Task item ->
For the data below, work out how many lines include the string "green" and report only the number.

-------------------------

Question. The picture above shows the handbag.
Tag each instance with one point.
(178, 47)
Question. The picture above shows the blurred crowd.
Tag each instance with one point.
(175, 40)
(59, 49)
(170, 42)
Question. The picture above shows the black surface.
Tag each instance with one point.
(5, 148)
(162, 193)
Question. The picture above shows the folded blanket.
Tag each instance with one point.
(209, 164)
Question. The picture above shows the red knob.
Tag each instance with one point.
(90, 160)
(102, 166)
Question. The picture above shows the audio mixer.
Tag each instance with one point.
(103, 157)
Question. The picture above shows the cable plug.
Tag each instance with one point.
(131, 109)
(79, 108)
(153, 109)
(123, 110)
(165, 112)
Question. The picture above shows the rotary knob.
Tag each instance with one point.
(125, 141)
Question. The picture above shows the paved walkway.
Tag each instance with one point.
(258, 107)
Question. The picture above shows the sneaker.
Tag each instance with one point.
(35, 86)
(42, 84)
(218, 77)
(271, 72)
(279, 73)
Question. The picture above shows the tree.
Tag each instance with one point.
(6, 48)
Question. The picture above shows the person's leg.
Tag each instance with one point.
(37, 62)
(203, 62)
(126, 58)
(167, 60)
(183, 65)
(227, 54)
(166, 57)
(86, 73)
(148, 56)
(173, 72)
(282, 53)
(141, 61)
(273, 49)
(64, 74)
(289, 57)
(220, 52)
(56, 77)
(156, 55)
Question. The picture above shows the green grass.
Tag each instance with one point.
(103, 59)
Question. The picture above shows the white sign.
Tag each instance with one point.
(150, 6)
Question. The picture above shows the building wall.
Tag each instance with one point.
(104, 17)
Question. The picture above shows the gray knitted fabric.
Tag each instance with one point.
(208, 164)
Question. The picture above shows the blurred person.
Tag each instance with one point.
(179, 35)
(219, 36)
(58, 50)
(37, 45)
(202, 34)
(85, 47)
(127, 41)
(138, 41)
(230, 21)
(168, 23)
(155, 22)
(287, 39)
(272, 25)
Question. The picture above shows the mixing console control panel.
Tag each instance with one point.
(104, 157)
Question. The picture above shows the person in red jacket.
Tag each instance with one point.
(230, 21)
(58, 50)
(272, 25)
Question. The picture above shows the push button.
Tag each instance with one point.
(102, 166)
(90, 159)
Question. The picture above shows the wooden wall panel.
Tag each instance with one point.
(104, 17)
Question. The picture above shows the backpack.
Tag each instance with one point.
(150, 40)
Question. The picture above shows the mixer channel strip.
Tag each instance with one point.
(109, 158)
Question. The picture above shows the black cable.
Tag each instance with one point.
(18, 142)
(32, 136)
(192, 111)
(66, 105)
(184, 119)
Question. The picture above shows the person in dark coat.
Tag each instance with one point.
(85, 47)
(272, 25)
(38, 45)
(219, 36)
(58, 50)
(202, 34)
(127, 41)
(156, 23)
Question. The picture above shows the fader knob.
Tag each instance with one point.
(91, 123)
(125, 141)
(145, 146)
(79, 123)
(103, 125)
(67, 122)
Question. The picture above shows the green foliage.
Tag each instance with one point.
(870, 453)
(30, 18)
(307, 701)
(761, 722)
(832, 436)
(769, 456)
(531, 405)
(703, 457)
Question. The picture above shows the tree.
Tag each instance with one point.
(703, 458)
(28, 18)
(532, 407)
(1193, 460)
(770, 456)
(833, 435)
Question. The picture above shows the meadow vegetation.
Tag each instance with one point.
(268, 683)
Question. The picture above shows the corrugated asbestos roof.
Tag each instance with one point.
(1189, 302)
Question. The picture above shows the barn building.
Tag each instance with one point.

-------------------------

Your solution ->
2